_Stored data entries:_
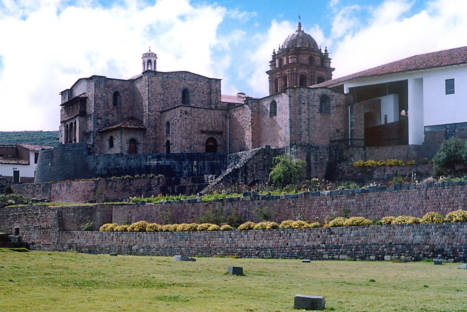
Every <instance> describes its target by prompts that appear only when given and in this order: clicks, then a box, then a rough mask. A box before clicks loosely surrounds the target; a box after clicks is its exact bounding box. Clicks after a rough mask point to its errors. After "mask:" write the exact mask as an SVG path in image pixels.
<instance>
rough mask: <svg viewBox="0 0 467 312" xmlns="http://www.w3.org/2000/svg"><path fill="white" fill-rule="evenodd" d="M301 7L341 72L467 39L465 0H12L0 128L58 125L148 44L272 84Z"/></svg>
mask: <svg viewBox="0 0 467 312" xmlns="http://www.w3.org/2000/svg"><path fill="white" fill-rule="evenodd" d="M299 15H300V16H301V21H302V24H303V26H304V29H305V31H307V32H308V33H310V34H311V35H312V36H313V37H314V38H315V40H316V41H317V42H318V44H319V45H320V46H322V47H323V48H324V47H325V46H326V47H328V49H329V51H330V55H331V58H332V66H333V67H335V71H334V77H335V78H336V77H339V76H342V75H345V74H349V73H352V72H355V71H359V70H362V69H365V68H369V67H372V66H376V65H380V64H384V63H387V62H390V61H393V60H397V59H400V58H404V57H407V56H411V55H414V54H419V53H425V52H430V51H436V50H442V49H448V48H453V47H459V46H465V45H467V36H466V35H465V30H466V29H467V1H465V0H425V1H422V0H374V1H370V0H327V1H326V0H319V1H318V0H288V1H286V0H274V1H273V0H269V1H266V0H250V1H245V0H235V1H233V0H218V1H207V0H191V1H190V0H157V1H155V0H146V1H141V0H139V1H138V0H120V1H108V0H106V1H103V0H101V1H97V0H73V1H70V0H21V1H14V0H0V131H6V130H39V129H42V130H55V129H58V125H59V114H60V113H59V107H60V106H59V101H60V99H59V96H58V93H59V92H60V91H61V90H63V89H66V88H68V87H70V86H71V85H72V84H73V83H74V82H75V81H76V80H77V79H78V78H80V77H87V76H91V75H93V74H99V75H105V76H108V77H115V78H129V77H131V76H134V75H136V74H138V73H140V71H141V64H140V61H141V59H140V57H141V53H143V52H145V51H146V50H147V48H148V46H150V47H151V49H152V50H153V51H154V52H156V53H157V54H158V70H161V71H173V70H188V71H192V72H195V73H199V74H202V75H206V76H210V77H216V78H222V91H223V93H227V94H234V93H236V92H238V91H243V92H245V93H247V94H248V95H251V96H256V97H262V96H265V95H266V94H267V76H266V74H265V71H266V70H267V68H268V62H269V59H270V57H271V53H272V50H273V49H274V48H277V46H278V45H279V44H281V43H282V42H283V41H284V40H285V38H286V37H287V36H288V35H289V34H291V33H292V32H294V31H295V29H296V25H297V22H298V16H299ZM11 116H21V118H12V117H11Z"/></svg>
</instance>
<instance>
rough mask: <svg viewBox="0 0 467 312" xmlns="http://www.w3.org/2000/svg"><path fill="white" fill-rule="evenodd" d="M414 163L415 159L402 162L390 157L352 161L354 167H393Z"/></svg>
mask: <svg viewBox="0 0 467 312" xmlns="http://www.w3.org/2000/svg"><path fill="white" fill-rule="evenodd" d="M415 164H416V162H415V160H408V161H406V162H404V161H402V160H400V159H393V158H391V159H385V160H379V161H376V160H371V159H370V160H367V161H363V160H357V161H355V162H354V163H353V166H354V167H383V166H387V167H393V166H412V165H415Z"/></svg>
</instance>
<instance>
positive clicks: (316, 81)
mask: <svg viewBox="0 0 467 312" xmlns="http://www.w3.org/2000/svg"><path fill="white" fill-rule="evenodd" d="M269 63H270V70H269V71H268V72H267V74H268V76H269V90H270V92H269V96H267V97H264V98H260V99H257V98H251V97H247V96H246V95H245V94H242V93H239V94H237V95H236V96H229V95H221V80H220V79H216V78H209V77H205V76H202V75H198V74H194V73H191V72H186V71H177V72H160V71H157V55H156V54H155V53H154V52H152V51H150V50H149V51H148V52H147V53H144V54H143V56H142V73H141V74H140V75H137V76H135V77H133V78H131V79H128V80H122V79H113V78H107V77H103V76H97V75H96V76H92V77H89V78H81V79H79V80H78V81H77V82H76V83H75V84H74V85H73V86H72V87H71V88H70V89H66V90H64V91H62V92H61V98H62V101H61V102H62V103H61V124H60V134H61V135H60V140H61V143H64V144H67V143H78V142H84V143H86V144H87V145H88V147H89V148H90V151H91V152H92V153H95V154H153V153H182V152H183V153H193V152H218V153H232V152H239V151H244V150H249V149H252V148H256V147H263V146H266V145H269V146H271V147H285V146H290V145H291V144H314V145H327V144H329V141H330V140H333V139H342V138H344V132H345V120H346V119H345V118H346V117H345V107H344V102H345V101H344V96H343V95H342V94H339V93H337V92H334V91H332V90H330V89H327V88H322V89H310V88H307V86H308V85H310V84H315V83H319V82H323V81H326V80H329V79H331V78H332V71H333V68H331V61H330V58H329V55H328V52H327V50H325V52H324V53H323V52H322V51H321V50H320V49H319V48H318V45H317V43H316V41H315V40H314V39H313V38H312V37H311V36H310V35H309V34H307V33H305V32H304V31H303V29H302V26H301V24H300V23H299V24H298V27H297V30H296V32H295V33H293V34H292V35H290V36H289V37H288V38H287V39H286V40H285V41H284V43H283V44H282V45H281V46H280V48H279V50H278V51H277V52H275V51H273V54H272V59H271V61H270V62H269Z"/></svg>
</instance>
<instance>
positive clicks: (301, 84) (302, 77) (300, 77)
mask: <svg viewBox="0 0 467 312" xmlns="http://www.w3.org/2000/svg"><path fill="white" fill-rule="evenodd" d="M299 86H300V87H302V88H304V87H306V75H300V79H299Z"/></svg>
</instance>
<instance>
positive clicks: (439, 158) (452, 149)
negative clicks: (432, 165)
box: [433, 138, 467, 176]
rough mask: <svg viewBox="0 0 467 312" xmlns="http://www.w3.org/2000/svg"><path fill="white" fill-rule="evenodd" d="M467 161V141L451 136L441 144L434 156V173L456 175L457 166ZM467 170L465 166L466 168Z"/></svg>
mask: <svg viewBox="0 0 467 312" xmlns="http://www.w3.org/2000/svg"><path fill="white" fill-rule="evenodd" d="M465 162H467V142H466V143H465V144H463V143H462V141H461V140H459V139H458V138H451V139H449V140H446V141H444V142H443V144H441V146H440V147H439V149H438V151H437V152H436V154H435V156H434V157H433V175H435V176H440V175H456V173H458V172H457V170H456V167H457V166H459V165H461V166H464V165H465ZM464 170H465V168H464Z"/></svg>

_TASK STATEMENT:_
Rewrite the lines from the one containing "161V141L451 136L441 144L434" through the end of the records, both included, as a numbered list with blank lines left out.

_RESULT OF THE EXERCISE:_
1. rough mask: <svg viewBox="0 0 467 312" xmlns="http://www.w3.org/2000/svg"><path fill="white" fill-rule="evenodd" d="M467 161V141L451 136L441 144L434 156V173L456 175L457 166ZM467 170L465 166L466 168Z"/></svg>
2. mask: <svg viewBox="0 0 467 312" xmlns="http://www.w3.org/2000/svg"><path fill="white" fill-rule="evenodd" d="M465 162H467V142H466V143H465V144H463V143H462V141H461V140H459V139H458V138H451V139H449V140H446V141H444V142H443V144H441V146H440V147H439V149H438V151H437V152H436V154H435V156H434V157H433V175H435V176H440V175H456V173H458V172H457V170H456V167H457V166H459V165H461V166H464V165H465ZM464 170H465V168H464Z"/></svg>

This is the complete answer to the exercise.